### ABOUT THIS TASK:
A faithful copy of the entries is needed, one that leaves out the pictures.

Data entries:
============

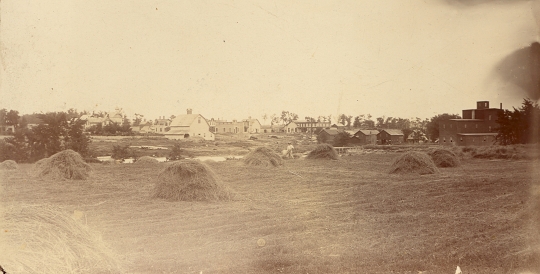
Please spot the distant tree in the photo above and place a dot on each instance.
(433, 125)
(76, 139)
(126, 127)
(138, 119)
(520, 126)
(12, 118)
(406, 133)
(3, 117)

============

### YOUR SOLUTION:
Please spot the distant tree in the photo above and place a dot on each instance.
(433, 125)
(76, 139)
(126, 127)
(138, 119)
(520, 126)
(12, 118)
(406, 133)
(3, 117)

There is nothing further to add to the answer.